### TASK INSTRUCTIONS
Repeat exactly the lines below, from the line containing "pair like [554,184]." through the last line, both included. Leave out any pictures.

### Coordinate annotation entries
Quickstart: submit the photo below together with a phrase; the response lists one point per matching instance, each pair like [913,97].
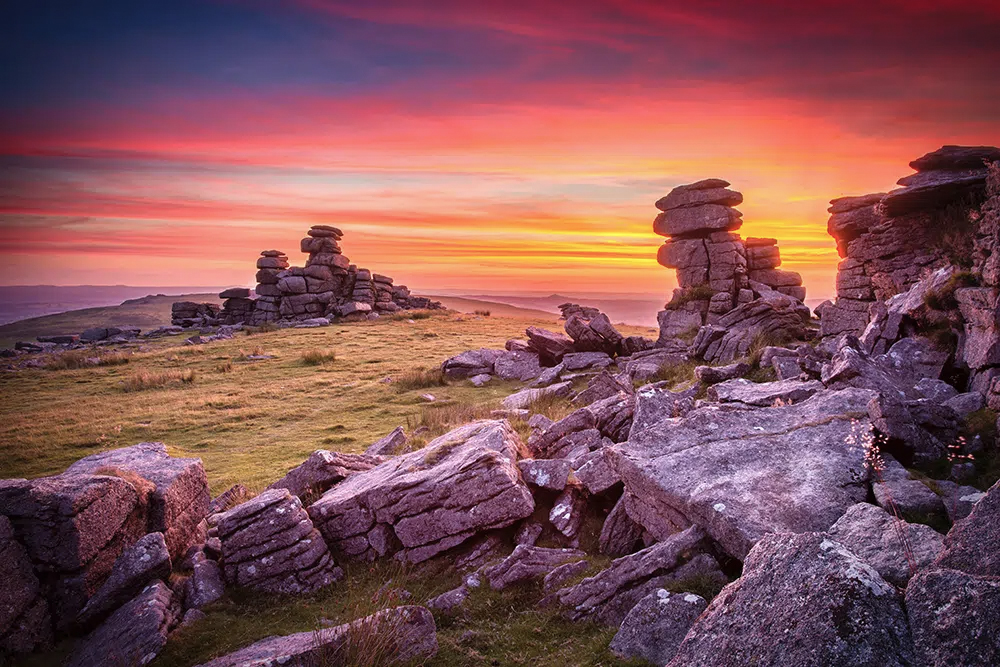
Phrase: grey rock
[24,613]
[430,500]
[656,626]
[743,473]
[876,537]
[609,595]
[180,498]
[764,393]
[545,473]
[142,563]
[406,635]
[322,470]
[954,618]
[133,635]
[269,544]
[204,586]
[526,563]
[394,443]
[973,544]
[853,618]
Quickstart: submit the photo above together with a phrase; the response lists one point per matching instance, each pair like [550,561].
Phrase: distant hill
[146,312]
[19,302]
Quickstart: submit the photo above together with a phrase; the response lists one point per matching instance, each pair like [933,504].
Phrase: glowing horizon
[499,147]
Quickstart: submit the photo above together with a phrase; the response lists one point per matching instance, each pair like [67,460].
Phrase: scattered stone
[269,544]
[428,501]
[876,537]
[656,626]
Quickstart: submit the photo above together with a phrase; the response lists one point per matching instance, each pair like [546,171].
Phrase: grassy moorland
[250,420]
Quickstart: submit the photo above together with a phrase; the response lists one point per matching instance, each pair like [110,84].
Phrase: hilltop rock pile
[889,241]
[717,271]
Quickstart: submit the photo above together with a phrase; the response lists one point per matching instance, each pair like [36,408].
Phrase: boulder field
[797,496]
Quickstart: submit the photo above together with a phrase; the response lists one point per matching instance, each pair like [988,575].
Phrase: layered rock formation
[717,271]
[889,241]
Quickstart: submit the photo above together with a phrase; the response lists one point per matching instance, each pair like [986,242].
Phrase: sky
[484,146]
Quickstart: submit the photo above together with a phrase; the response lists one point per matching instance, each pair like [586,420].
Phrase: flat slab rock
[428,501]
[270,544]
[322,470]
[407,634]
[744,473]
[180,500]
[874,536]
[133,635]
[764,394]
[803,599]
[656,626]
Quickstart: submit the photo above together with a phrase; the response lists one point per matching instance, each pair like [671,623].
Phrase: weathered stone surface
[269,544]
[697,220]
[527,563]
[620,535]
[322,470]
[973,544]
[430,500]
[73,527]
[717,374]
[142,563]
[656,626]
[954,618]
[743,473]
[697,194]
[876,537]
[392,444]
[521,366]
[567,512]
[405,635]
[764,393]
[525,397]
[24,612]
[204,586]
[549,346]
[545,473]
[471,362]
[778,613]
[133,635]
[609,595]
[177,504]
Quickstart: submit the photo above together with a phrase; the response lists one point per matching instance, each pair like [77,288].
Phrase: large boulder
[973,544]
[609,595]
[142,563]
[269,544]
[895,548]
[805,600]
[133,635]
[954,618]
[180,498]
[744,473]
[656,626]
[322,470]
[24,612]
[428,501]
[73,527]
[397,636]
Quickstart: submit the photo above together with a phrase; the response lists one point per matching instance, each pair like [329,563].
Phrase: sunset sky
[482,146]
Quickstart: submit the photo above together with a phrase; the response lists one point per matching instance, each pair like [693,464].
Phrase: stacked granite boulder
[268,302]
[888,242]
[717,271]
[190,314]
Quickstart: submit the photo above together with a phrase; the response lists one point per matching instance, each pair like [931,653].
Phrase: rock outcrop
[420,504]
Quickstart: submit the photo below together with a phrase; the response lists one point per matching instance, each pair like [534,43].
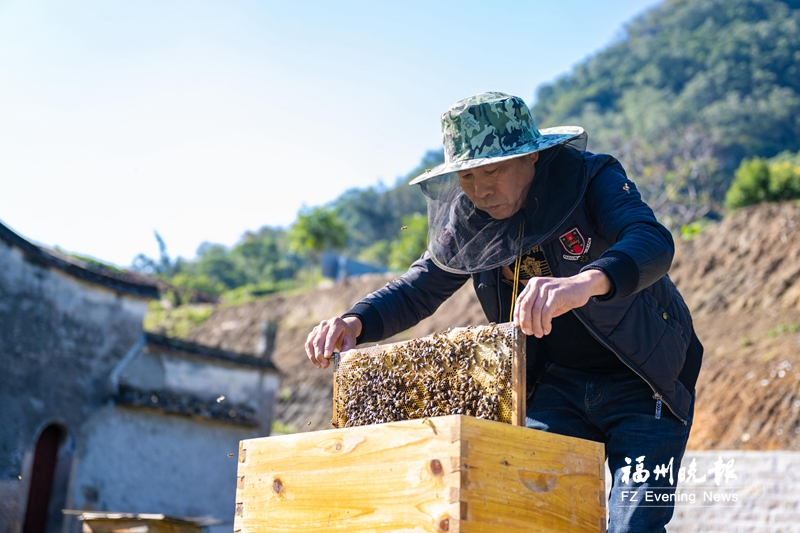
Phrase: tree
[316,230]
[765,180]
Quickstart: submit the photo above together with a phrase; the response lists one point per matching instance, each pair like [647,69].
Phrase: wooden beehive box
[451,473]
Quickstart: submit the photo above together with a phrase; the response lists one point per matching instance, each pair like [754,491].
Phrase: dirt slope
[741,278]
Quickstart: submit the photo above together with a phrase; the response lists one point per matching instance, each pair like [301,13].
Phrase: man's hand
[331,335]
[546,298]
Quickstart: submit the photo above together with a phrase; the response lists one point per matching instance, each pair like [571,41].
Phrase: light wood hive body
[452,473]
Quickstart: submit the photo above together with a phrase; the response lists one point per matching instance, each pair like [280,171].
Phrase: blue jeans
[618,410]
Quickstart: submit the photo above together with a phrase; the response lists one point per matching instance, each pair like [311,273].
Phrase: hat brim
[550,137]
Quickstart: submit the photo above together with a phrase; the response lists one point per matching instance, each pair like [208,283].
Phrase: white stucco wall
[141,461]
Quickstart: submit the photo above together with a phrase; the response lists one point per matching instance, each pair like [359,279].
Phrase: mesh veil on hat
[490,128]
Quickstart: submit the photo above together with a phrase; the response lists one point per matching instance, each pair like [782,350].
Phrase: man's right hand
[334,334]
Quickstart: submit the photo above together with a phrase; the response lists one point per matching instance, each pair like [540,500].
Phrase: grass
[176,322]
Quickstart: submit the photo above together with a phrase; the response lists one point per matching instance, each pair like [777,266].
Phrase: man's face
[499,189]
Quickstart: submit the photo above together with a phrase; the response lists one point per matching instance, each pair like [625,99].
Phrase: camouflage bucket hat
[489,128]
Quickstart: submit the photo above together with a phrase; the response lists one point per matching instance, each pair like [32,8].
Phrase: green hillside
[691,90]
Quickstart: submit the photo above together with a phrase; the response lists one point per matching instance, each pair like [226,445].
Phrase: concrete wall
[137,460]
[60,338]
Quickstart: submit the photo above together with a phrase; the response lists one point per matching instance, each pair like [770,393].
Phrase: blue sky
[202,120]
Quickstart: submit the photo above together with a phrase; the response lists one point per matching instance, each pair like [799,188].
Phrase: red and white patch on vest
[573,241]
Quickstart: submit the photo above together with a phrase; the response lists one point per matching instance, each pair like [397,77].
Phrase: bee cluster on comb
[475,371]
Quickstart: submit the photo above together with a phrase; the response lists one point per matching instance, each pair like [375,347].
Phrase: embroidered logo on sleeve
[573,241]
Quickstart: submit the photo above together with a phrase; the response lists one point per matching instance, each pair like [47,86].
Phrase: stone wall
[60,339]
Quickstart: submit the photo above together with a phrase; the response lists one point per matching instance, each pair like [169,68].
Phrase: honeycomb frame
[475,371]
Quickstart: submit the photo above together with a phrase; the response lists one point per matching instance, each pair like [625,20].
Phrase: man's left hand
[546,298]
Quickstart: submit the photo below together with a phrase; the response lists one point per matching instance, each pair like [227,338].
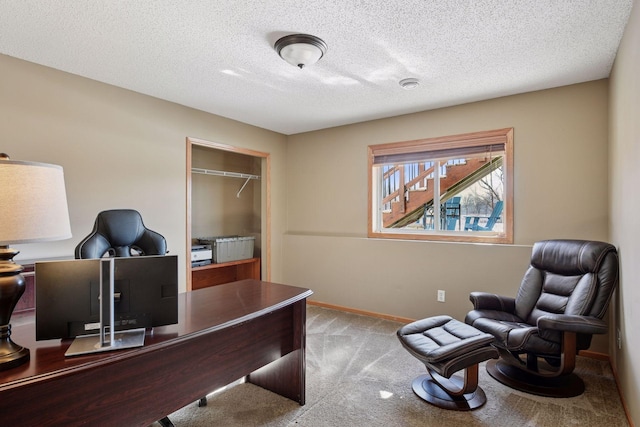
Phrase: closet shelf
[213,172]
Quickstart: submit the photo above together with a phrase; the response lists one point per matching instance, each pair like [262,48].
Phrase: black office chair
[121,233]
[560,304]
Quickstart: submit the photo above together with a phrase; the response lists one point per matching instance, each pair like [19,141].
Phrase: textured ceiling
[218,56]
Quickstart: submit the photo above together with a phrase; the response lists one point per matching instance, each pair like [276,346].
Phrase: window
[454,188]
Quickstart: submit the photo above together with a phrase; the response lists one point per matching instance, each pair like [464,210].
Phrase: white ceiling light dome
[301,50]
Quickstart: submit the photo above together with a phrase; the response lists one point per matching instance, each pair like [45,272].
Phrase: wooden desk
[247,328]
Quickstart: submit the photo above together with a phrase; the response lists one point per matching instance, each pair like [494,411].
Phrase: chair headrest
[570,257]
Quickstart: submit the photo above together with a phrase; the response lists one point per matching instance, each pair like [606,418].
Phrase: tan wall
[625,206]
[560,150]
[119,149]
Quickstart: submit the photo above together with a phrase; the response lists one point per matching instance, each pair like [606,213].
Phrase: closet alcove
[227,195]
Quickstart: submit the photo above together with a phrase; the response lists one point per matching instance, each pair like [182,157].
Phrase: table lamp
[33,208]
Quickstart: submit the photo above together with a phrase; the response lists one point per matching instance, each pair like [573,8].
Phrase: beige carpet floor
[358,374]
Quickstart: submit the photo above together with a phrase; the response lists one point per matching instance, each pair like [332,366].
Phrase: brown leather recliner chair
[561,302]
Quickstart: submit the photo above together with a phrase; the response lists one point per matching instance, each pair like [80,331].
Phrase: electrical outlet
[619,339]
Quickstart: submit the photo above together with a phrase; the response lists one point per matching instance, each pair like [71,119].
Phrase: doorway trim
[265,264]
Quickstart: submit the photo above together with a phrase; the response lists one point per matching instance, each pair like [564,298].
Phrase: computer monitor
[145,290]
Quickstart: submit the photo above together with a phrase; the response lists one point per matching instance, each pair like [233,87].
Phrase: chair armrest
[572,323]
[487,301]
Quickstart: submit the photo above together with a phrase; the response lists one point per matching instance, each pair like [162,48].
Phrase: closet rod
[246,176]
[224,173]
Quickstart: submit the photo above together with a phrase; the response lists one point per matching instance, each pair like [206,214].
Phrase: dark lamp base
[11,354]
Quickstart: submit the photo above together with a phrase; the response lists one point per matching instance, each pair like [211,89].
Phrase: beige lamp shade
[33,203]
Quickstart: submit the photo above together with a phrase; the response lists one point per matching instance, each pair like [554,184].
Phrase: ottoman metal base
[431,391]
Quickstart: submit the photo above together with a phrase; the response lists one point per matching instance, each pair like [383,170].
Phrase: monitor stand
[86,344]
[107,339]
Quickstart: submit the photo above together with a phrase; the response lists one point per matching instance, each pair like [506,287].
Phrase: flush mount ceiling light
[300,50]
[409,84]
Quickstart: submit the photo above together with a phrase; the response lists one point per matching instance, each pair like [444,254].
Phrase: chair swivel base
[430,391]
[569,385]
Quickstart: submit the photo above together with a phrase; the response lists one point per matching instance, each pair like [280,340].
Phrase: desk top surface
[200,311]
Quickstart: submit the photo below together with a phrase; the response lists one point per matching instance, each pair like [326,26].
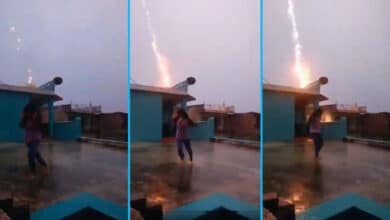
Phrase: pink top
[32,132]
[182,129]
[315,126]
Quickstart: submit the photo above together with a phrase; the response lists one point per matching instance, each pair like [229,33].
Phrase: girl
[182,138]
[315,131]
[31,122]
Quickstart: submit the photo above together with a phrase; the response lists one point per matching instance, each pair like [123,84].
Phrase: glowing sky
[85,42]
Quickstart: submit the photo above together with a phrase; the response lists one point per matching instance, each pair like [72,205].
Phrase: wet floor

### THE RESULT
Quickstart: submit the photo above together with a phrase; the response lists one point per matching instance, each pair like [554,184].
Phrase: ottoman metal base
[431,391]
Quickstart: submit the photo above together with a phrase; the response lists one point per matching instance, each pair like [383,170].
Phrase: monitor stand
[86,344]
[107,339]
Quickstart: submit the photo above together with a phrase; the response lists one point per matching instance, each pair like [506,287].
Phrase: flush mount ceiling light
[300,50]
[409,84]
Quickstart: submit the photo above together with a phrase; the response lists one point per matching instance, each pair like [444,254].
Phrase: chair swivel base
[430,391]
[569,385]
Quickstart: submit the photo above together with a phrase; the response lists one point per matching instance, each pair like [280,340].
Phrase: desk top surface
[200,311]
Quickstart: submit the photo below together with a phrase; the response lists one point per matching instance, each pair like [326,26].
Phrase: pink top
[32,132]
[182,129]
[315,126]
Quickstart: submit the photo above together with a phrase; the response lists one point per matching instance, each pair like [229,33].
Phrase: girl
[182,138]
[315,131]
[31,122]
Quickstart: submit the photo above together with a phrase; the response lists one point per matching instance, each pair like [123,84].
Phrase: glowing sky
[85,42]
Quickstart: submit the photo above together with a phrase; the response lists one point per matching instance, each pair like [72,205].
Phrase: wet floor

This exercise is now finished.